While most Catholics are familiar with the expression ‘virgin birth’, more often than not, they do not know what it means. For most of them, it refers to the virginal conception, not the virginal birth, of Jesus. When the expression is used without explanation, it often leads one to imagine that, if there was anything miraculous about the birth of Christ, it was that it was painless for Mary. In my own youth, I imagined Our Lady giving birth like all other mothers, but without suffering any pain. The miraculous character of the virgin birth was, in my young mind, that even though she gave birth naturally, it did not hurt. Without realising it, I was a young heretic!
It was only later that the authentic nature of the virgin birth dawned on me. The Fathers of the Church compare the birth of Christ to the manner in which the rays of the sun penetrate a window, the way Christ Himself left the tomb on Easter Sunday morning or entered the Cenacle later that day without opening the door. Ever since I realised the true meaning of the virgin birth, I have been eager to share it with others. It provokes one of two jaw-dropping reactions: either wondrous awe at the marvel, or incredulous resistance. Why insist that Mary’s virginity remained intact in the very act of giving birth? Quite simply, God Himself has revealed it to us. If God has taken the trouble, it must be important for us to know.

A Triple Dogma
In the treatment of the virginity of Mary, Catholic dogma leaves nothing to chance. Our holy Mother the Church teaches us that Mary was a virgin ante partum (before giving birth to Jesus), post partum (after giving birth to Jesus), and in partu (in the very act of giving birth to Jesus).
Ante partum – We believe that Mary was a virgin before the birth of Jesus. This means that she conceived in a virginal manner by the power of the Holy Spirit just as the evangelists tell us (cf. Mt 1:18 and Lk 1:35). Whereas other women have to lose their virginity in order to become mothers, Our Lady has the unique privilege of conceiving miraculously without intercourse.

**To be done:**
Reproduce word for word the part of the virgin birth text that begins with the words "A Triple Dogma" and stops after "miraculously without intercourse.".

**Recorded information:**
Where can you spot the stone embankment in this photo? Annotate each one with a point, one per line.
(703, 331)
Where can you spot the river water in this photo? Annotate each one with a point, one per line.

**Problem solution:**
A Triple Dogma
In the treatment of the virginity of Mary, Catholic dogma leaves nothing to chance. Our holy Mother the Church teaches us that Mary was a virgin ante partum (before giving birth to Jesus), post partum (after giving birth to Jesus), and in partu (in the very act of giving birth to Jesus).
Ante partum – We believe that Mary was a virgin before the birth of Jesus. This means that she conceived in a virginal manner by the power of the Holy Spirit just as the evangelists tell us (cf. Mt 1:18 and Lk 1:35). Whereas other women have to lose their virginity in order to become mothers, Our Lady has the unique privilege of conceiving miraculously without intercourse.